(Beginning of RECORDS SUPPLIED)

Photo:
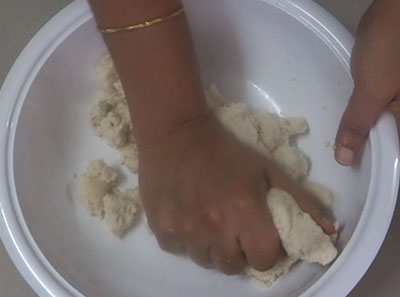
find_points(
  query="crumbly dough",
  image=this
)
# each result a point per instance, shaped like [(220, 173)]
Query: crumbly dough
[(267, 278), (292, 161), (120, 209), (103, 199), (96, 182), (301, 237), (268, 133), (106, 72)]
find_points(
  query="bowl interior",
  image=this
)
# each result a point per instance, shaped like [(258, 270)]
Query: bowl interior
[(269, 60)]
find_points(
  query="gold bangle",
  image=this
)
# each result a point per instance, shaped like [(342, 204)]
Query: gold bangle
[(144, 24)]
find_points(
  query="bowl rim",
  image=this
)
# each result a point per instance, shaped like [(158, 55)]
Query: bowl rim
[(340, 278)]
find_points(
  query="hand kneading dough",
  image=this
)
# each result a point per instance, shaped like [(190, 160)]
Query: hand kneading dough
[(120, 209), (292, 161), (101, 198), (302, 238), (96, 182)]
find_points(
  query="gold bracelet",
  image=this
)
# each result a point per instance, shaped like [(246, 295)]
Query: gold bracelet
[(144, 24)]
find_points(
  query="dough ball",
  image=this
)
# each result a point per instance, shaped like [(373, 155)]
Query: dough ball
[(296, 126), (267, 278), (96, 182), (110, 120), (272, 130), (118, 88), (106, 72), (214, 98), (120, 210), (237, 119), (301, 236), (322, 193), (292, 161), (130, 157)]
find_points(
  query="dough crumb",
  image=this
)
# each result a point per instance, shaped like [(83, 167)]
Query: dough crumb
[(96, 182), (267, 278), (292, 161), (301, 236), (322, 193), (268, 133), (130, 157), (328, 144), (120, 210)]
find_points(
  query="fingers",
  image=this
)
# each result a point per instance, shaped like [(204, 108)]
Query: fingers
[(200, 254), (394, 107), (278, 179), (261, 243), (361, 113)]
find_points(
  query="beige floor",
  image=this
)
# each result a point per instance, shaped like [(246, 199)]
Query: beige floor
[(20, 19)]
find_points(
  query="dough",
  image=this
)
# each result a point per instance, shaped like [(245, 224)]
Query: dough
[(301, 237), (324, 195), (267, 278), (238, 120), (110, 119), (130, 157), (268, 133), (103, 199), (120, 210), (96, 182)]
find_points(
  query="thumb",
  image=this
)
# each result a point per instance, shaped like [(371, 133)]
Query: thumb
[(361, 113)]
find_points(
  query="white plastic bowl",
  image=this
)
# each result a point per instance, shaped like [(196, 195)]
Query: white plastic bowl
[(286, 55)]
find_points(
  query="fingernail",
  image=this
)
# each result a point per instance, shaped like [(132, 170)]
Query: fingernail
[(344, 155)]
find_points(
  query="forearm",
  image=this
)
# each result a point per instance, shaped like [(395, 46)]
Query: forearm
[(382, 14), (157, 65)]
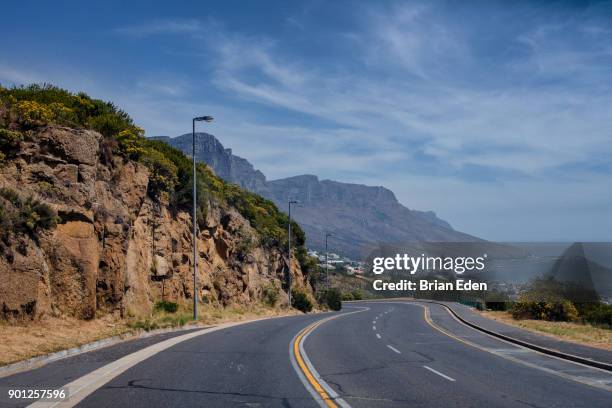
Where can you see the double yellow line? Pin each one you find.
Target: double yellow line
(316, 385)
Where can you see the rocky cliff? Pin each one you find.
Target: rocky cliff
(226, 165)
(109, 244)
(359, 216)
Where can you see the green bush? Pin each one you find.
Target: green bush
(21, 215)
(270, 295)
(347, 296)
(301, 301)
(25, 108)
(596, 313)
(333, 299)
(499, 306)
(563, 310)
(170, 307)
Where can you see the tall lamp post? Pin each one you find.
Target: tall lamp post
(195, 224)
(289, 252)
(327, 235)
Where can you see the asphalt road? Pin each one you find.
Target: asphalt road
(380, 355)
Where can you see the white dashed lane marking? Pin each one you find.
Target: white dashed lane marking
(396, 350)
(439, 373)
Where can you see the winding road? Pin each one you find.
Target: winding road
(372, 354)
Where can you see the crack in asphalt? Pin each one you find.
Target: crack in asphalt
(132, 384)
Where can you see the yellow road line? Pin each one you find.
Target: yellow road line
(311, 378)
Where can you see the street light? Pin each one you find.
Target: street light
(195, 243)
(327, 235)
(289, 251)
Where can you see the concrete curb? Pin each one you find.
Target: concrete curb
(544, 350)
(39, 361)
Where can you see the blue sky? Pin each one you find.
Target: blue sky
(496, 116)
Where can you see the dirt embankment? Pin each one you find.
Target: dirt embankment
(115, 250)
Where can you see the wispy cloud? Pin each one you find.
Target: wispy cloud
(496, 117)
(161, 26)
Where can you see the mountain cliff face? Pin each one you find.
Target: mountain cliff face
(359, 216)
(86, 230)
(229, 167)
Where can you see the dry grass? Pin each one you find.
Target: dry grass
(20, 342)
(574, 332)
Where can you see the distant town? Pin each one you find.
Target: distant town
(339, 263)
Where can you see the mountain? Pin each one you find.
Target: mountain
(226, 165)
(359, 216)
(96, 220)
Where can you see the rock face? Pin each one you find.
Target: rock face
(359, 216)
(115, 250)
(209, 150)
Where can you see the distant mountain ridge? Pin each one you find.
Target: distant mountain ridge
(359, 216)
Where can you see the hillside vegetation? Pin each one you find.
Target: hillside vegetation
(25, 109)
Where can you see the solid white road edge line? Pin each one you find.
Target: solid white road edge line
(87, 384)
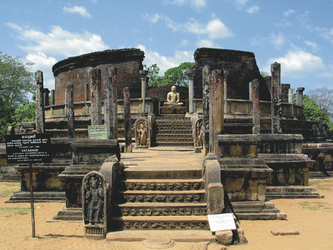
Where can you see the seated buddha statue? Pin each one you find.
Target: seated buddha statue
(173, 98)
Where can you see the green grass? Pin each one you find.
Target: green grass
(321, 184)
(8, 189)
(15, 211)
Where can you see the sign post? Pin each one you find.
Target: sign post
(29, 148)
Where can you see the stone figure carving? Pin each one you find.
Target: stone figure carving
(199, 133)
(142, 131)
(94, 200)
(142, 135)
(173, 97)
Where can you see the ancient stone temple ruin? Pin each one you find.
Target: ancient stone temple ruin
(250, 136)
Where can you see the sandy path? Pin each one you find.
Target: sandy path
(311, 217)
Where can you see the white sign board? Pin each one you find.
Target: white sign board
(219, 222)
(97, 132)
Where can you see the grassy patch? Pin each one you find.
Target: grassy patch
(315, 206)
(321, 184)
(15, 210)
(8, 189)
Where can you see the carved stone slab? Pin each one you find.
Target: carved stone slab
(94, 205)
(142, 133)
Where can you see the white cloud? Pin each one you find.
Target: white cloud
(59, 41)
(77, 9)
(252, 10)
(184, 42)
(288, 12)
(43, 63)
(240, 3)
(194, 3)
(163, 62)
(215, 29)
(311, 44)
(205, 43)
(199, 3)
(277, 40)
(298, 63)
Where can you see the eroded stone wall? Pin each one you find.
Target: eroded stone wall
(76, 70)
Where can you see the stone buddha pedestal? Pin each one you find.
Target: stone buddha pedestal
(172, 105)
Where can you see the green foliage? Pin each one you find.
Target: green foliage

(End of RECORDS SUPPLIED)

Each line of the data above needs to be retyped as it is, without any picture.

> **ANSWER**:
Photo:
find_points(
  query="crumbly dough",
  image=this
)
# each result a point per instance, shaped like [(220, 173)]
Query: crumbly dough
[(267, 278), (292, 161), (120, 209), (103, 199), (96, 182), (301, 237), (268, 133), (106, 72)]
find_points(
  query="bowl interior",
  image=this
)
# each result a point per instance, shaped like [(258, 270)]
Query: bowl interior
[(269, 60)]
find_points(
  query="gold bangle",
  image=this
)
# each result a point per instance, shaped like [(342, 204)]
Query: gold bangle
[(144, 24)]
find_points(
  query="bowl rim",
  image=this
)
# each result a point per instance, shaped like [(158, 55)]
Query: bowl rim
[(340, 278)]
find_points(
  query="hand kneading dough",
  image=this
)
# each result a point per instance, shaped like [(190, 160)]
Query: hand kneading dough
[(120, 209), (292, 161), (101, 198), (302, 238), (96, 182)]
find_points(
  query="gold bracelet",
  image=this
)
# each result a point per instance, shaped like [(246, 295)]
Query: gold bracelet
[(144, 24)]
find_points(
  query="dough ball",
  image=this
)
# each result a point per instance, shaped like [(373, 155)]
Query: dough ball
[(296, 126), (267, 278), (96, 182), (110, 120), (272, 130), (118, 88), (106, 72), (214, 98), (120, 210), (237, 119), (301, 236), (322, 193), (292, 161), (130, 157)]
find_points(
  query="dough crumb",
  image=this
)
# each result a point per instance, shaped like [(83, 167)]
Query: dough crumb
[(96, 182), (267, 278), (292, 161), (301, 236), (322, 193), (268, 133), (130, 157), (328, 144), (120, 210)]
find_points(
  query="fingers",
  image=this
)
# each result a point per instance, shaped like [(204, 108)]
Query: fingers
[(200, 254), (394, 107), (278, 179), (261, 243), (361, 113)]
find_points(
  query="beige floor",
  image=this
)
# each result a point per instance, shaped like [(246, 199)]
Query: beige floor
[(20, 19)]
find_points(
  query="dough",
  image=this
)
# each result a point per instance, shaped like [(245, 224)]
Query: dough
[(301, 237), (324, 195), (267, 278), (238, 120), (110, 119), (130, 157), (268, 133), (103, 199), (120, 210), (96, 182)]
find_points(
  query="thumb",
  image=this
)
# each result a point per instance, shaped like [(371, 133)]
Query: thumb
[(361, 113)]
find_points(
  query="white plastic bowl",
  image=this
)
# each result a point per instance, shaped like [(196, 195)]
Query: white plastic bowl
[(286, 55)]
find_points(
  query="fingernail",
  image=this
)
# each result a point per instance, shaped like [(132, 170)]
Query: fingernail
[(344, 155)]
find_points(
  query="forearm",
  image=this
)
# each result a point per instance, shaped like [(395, 46)]
Query: forearm
[(382, 14), (157, 65)]
Where can you see the double yellow line? Pin each one you find.
Target: double yellow line
(316, 385)
Where can you see the rocky cliff? Pin each one you find.
Target: rocky cliff
(226, 165)
(109, 244)
(359, 216)
Where can you see the green bush? Pin each one you find.
Target: green bush
(21, 215)
(270, 295)
(347, 296)
(301, 301)
(25, 108)
(596, 313)
(333, 299)
(499, 306)
(563, 310)
(170, 307)
Where can you see the tall lamp post? Pin each one you find.
Target: tall lamp post
(195, 224)
(289, 252)
(327, 235)
Where can you see the asphalt road? Pin each one you find.
Target: asphalt road
(380, 355)
Where can you see the white dashed lane marking? Pin each one you find.
Target: white dashed lane marking
(396, 350)
(439, 373)
Where can you see the winding road? Pin each one you find.
Target: winding road
(372, 354)
Where can you see the crack in asphalt? Pin each one you find.
Target: crack in asphalt
(132, 384)
Where can you see the yellow road line? Pin each one you find.
Target: yellow road line
(311, 378)
Where can you see the street light? Pin each one you find.
Target: street light
(195, 243)
(327, 235)
(289, 251)
Where can you see the concrete curb? Pin each one you find.
Target: concrete curb
(544, 350)
(39, 361)
Where can you see the blue sky? Pin each one you find.
Target: blue sky
(496, 116)
Where can you see the dirt embankment? Pin each one you find.
Target: dirt embankment
(115, 250)
Where can you see the wispy cloud? Pin each one you find.
Target: wispy cloud
(496, 117)
(161, 26)
Where can you see the mountain cliff face? Pin each one you find.
Target: mountain cliff face
(359, 216)
(86, 230)
(229, 167)
Where can you see the dry grass? Pin each one you find.
Target: dry grass
(20, 342)
(574, 332)
Where can you see the distant town? Pin each one you find.
Target: distant town
(339, 263)
Where can you see the mountain? Pin each one you find.
Target: mountain
(226, 165)
(359, 216)
(96, 220)
Where can you see the rock face? Pin each one you find.
Target: rock face
(359, 216)
(115, 250)
(209, 150)
Where can you see the distant mountain ridge? Pin each one you find.
Target: distant mountain ridge
(359, 216)
Where can you see the hillside vegetation? Pin each one you find.
Target: hillside vegetation
(25, 109)
Where can you see the solid white road edge line? Pin each one you find.
Target: solid white road edge line
(87, 384)
Where can you see the seated buddha statue? Pin each one you find.
Target: seated buddha statue
(173, 98)
Where can you see the green grass? Pin each one you find.
Target: green grass
(321, 184)
(8, 189)
(15, 211)
Where can you see the sign post? Pin each one you find.
Target: sign post
(29, 148)
Where can you see the stone figure carving? Pin each one you find.
Target: stone figure carving
(199, 133)
(142, 131)
(94, 200)
(142, 135)
(173, 97)
Where can you see the ancient stone temple ruin? Pin each one you find.
Target: ancient stone temple ruin
(250, 136)
Where can you see the sandy path? Pin each one you find.
Target: sandy path
(311, 217)
Where can you see the white sign board? Pin each one you find.
Target: white sign board
(219, 222)
(97, 132)
Where can you see the grassy patch? Pin each one you find.
Target: grassy patch
(315, 206)
(321, 184)
(15, 210)
(8, 189)
Where can you see the carved stone slab? Pin each one you find.
Target: carved stone slab
(94, 205)
(142, 133)
Where can you see the white cloud? Pin each one you find.
Target: white cloud
(59, 41)
(77, 9)
(252, 10)
(184, 42)
(288, 12)
(43, 63)
(240, 3)
(194, 3)
(163, 62)
(215, 29)
(311, 44)
(205, 43)
(199, 3)
(277, 40)
(298, 63)
Where can you see the eroded stone wall? Pin each one you find.
Target: eroded stone wall
(76, 70)
Where can you see the stone buddha pedestal? Pin each one you find.
Target: stone buddha pedestal
(172, 105)
Where can you see the green foliage? Pin each one you find.
Target: green foliage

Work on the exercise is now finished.